• _Work order_
Below are some records. Print exactly the lines between the one holding "Annotation task — mark the yellow stamen" and the one holding "Annotation task — mark the hairy", inclusive, and nothing else.

Material shown below:

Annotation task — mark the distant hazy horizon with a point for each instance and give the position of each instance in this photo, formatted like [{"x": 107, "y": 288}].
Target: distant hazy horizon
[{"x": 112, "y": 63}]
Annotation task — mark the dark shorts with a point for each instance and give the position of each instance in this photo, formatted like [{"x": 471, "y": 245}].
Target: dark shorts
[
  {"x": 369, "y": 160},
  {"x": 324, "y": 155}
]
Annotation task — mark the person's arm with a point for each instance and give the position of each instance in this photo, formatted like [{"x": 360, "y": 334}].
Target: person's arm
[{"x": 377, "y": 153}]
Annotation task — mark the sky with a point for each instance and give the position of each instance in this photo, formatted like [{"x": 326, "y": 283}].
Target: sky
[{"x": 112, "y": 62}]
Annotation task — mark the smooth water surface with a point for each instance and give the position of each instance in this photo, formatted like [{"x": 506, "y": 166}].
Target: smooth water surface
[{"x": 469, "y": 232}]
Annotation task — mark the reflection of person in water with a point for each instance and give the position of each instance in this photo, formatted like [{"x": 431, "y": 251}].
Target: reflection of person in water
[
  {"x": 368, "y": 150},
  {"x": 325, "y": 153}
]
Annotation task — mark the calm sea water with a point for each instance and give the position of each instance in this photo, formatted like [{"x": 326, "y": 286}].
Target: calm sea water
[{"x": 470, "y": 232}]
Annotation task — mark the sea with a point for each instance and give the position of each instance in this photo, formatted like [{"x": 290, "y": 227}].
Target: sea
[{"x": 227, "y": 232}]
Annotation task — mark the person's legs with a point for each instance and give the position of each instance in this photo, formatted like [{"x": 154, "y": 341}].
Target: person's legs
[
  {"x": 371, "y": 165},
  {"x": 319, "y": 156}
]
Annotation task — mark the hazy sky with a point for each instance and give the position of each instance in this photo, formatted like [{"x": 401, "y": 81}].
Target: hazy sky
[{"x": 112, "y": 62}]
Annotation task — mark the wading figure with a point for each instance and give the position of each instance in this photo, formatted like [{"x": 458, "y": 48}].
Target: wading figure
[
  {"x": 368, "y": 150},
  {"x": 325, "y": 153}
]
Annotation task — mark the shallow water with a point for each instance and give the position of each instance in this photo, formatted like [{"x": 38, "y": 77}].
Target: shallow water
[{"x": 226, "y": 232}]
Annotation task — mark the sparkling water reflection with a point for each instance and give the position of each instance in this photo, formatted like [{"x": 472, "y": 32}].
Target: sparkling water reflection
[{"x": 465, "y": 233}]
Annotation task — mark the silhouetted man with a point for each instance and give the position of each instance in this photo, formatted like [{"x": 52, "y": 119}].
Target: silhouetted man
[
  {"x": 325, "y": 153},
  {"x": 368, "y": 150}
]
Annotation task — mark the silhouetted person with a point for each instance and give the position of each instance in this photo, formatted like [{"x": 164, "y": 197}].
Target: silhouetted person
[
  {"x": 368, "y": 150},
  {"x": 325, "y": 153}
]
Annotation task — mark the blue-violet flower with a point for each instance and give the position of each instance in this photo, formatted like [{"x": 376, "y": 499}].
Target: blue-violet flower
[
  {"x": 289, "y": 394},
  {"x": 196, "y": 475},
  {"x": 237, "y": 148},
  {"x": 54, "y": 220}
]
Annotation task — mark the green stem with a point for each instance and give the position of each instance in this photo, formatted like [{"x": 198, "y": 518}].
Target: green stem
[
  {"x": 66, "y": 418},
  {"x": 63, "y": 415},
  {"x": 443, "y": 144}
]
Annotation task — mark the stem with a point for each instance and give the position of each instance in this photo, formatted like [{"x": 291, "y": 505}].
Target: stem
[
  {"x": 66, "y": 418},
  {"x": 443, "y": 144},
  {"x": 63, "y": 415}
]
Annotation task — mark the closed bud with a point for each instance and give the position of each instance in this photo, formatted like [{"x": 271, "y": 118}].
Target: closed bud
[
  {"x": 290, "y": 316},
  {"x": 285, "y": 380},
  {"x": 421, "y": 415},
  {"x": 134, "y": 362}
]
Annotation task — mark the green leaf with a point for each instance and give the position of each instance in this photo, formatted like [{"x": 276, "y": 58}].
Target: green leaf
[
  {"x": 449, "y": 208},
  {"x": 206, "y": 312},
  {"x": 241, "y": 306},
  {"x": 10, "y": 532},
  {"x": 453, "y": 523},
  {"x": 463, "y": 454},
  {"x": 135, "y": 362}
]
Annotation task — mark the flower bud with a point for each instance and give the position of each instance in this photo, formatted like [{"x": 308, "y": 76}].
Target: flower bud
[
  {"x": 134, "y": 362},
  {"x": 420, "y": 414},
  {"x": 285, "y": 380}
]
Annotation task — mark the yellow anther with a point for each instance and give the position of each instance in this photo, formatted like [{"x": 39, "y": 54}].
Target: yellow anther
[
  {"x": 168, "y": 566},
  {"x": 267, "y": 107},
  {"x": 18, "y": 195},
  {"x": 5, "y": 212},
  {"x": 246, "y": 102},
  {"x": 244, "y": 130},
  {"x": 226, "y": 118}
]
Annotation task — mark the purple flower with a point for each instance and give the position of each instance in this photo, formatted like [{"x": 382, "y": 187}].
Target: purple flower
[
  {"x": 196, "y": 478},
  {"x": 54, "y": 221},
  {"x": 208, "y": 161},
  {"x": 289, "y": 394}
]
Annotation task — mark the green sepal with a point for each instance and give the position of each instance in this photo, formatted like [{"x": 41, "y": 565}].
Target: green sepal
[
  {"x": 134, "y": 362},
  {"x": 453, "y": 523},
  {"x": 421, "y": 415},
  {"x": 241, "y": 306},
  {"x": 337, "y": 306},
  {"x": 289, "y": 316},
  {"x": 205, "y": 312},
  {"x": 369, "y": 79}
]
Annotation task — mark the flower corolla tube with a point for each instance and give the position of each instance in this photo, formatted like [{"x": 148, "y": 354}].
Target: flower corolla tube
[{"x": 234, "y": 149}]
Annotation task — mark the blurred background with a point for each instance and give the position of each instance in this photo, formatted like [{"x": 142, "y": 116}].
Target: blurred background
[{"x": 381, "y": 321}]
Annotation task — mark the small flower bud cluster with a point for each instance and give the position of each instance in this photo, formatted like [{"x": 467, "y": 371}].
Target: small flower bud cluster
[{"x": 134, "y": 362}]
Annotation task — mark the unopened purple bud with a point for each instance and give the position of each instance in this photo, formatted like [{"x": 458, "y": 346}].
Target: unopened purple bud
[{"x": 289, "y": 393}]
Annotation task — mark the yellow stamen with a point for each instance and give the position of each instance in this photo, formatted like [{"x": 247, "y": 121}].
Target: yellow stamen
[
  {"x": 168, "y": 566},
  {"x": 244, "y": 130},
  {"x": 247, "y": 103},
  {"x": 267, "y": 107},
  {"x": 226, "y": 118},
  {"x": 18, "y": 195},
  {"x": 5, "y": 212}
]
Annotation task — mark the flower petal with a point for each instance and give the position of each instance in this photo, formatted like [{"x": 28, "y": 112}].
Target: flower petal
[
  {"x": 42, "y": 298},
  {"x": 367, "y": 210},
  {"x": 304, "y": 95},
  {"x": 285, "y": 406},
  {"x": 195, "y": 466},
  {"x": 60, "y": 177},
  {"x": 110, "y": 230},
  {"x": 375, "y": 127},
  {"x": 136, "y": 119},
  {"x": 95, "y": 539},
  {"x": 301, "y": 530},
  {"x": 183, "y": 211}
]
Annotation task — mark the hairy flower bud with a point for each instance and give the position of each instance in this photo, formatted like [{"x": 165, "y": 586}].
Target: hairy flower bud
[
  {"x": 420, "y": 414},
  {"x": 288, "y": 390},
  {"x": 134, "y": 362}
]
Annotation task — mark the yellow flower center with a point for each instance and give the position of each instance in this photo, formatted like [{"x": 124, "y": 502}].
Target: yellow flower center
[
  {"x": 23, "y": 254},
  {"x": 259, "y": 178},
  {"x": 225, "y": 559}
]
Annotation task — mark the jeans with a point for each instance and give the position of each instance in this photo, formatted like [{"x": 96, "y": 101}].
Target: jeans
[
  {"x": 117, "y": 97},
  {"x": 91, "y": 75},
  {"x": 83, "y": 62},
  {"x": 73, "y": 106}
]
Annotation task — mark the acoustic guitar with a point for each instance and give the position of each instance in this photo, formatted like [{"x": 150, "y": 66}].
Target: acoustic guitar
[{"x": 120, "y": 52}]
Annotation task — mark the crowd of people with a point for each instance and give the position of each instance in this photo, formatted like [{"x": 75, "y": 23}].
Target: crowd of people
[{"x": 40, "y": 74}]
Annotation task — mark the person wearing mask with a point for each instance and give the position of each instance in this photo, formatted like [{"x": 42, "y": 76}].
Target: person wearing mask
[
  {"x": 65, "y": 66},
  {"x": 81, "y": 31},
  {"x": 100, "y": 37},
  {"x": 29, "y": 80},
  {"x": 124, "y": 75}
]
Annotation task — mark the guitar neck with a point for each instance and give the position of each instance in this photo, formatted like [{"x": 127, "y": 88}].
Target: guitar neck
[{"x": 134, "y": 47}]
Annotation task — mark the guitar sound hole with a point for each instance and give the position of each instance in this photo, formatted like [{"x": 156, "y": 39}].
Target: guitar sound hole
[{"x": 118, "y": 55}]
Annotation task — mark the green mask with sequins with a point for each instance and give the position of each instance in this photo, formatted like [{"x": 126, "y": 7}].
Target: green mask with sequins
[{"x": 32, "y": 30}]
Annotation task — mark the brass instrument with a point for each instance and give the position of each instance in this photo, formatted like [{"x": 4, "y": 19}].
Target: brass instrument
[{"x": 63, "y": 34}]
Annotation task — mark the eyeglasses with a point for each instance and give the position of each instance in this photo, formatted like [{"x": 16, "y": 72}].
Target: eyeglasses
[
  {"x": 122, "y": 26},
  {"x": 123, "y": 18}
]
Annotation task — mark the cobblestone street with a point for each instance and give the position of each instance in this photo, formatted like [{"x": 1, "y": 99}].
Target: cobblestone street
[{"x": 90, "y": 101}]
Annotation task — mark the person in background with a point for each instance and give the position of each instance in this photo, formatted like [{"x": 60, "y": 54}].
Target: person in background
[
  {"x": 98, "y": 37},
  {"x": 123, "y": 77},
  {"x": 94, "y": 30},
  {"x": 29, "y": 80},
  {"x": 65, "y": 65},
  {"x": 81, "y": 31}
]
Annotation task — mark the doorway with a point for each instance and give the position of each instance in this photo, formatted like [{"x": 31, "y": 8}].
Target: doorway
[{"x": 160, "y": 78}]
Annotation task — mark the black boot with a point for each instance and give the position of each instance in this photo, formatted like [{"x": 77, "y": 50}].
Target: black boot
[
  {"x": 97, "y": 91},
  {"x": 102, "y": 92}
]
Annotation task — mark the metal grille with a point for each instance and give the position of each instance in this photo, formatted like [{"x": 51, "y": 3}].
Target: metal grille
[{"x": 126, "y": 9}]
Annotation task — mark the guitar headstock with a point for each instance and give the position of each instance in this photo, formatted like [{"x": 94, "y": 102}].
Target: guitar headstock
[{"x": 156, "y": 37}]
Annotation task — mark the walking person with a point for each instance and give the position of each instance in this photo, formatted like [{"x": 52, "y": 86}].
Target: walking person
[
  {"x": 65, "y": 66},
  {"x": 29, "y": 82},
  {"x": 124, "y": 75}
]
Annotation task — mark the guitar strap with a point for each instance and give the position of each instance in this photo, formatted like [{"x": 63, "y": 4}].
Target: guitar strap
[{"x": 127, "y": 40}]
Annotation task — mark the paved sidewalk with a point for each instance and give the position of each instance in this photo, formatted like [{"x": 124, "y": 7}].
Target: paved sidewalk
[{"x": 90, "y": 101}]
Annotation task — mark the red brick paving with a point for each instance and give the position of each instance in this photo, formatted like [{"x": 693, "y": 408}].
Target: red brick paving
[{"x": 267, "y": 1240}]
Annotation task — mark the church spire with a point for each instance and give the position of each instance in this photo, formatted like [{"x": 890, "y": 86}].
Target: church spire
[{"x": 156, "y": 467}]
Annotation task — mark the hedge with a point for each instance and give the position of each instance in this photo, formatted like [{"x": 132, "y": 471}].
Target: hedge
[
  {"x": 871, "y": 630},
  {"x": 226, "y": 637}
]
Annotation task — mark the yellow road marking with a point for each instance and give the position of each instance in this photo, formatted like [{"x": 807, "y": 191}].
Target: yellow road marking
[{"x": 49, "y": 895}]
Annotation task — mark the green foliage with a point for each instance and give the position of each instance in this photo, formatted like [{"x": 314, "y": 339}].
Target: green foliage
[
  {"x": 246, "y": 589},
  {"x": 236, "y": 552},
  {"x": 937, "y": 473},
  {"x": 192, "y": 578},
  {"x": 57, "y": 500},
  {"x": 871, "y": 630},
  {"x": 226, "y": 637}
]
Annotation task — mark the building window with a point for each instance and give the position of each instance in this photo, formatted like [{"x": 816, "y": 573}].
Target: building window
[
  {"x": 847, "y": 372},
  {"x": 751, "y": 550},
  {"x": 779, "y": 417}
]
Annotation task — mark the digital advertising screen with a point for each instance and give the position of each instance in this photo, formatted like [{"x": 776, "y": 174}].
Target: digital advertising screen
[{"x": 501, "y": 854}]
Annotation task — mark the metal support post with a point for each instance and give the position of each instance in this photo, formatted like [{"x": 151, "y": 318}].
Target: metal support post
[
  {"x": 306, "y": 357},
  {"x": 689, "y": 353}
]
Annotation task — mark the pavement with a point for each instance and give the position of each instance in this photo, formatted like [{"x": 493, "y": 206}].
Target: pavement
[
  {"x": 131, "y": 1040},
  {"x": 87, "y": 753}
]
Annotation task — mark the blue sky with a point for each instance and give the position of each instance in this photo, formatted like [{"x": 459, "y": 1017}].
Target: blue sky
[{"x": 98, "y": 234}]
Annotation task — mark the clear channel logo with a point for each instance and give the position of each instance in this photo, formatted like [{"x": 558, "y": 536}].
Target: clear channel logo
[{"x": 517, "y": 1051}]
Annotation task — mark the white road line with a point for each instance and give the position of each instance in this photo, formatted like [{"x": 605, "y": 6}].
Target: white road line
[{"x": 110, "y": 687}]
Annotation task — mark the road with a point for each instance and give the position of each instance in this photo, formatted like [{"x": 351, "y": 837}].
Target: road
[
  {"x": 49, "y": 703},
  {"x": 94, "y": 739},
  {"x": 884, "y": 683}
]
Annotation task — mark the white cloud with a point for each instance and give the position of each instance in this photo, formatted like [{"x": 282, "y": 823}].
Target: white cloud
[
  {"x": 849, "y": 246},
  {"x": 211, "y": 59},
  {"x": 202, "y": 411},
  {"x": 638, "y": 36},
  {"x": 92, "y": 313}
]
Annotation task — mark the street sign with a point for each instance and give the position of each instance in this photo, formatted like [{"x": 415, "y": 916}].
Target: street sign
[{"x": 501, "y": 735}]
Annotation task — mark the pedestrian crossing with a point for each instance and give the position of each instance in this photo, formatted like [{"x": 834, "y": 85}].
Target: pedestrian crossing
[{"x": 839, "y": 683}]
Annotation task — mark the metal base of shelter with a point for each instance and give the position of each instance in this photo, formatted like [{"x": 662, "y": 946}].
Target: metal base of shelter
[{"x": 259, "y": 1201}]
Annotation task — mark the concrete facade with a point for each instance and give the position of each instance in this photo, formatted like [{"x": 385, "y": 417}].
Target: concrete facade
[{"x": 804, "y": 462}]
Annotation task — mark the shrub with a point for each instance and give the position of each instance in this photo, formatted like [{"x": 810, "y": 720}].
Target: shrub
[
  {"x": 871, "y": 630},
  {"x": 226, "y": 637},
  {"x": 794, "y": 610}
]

End of Material shown.

• _Written answer_
Annotation task — mark the yellow stamen with a point for each instance and give the position of each instance in this photo, formatted like [{"x": 247, "y": 121}].
Target: yellow stamen
[
  {"x": 168, "y": 566},
  {"x": 244, "y": 130},
  {"x": 247, "y": 103},
  {"x": 267, "y": 107},
  {"x": 226, "y": 118},
  {"x": 18, "y": 195},
  {"x": 5, "y": 212}
]
Annotation task — mark the flower petal with a point for each instance and give the position of each instance in this photo, formatted like [{"x": 28, "y": 112}].
Target: flower petal
[
  {"x": 42, "y": 298},
  {"x": 367, "y": 210},
  {"x": 304, "y": 95},
  {"x": 285, "y": 406},
  {"x": 195, "y": 466},
  {"x": 60, "y": 177},
  {"x": 110, "y": 230},
  {"x": 375, "y": 127},
  {"x": 136, "y": 119},
  {"x": 95, "y": 539},
  {"x": 301, "y": 530},
  {"x": 183, "y": 211}
]
Annotation task — mark the hairy flower bud with a point for each instance and give the position of each instance in this photo, formatted like [{"x": 165, "y": 586}].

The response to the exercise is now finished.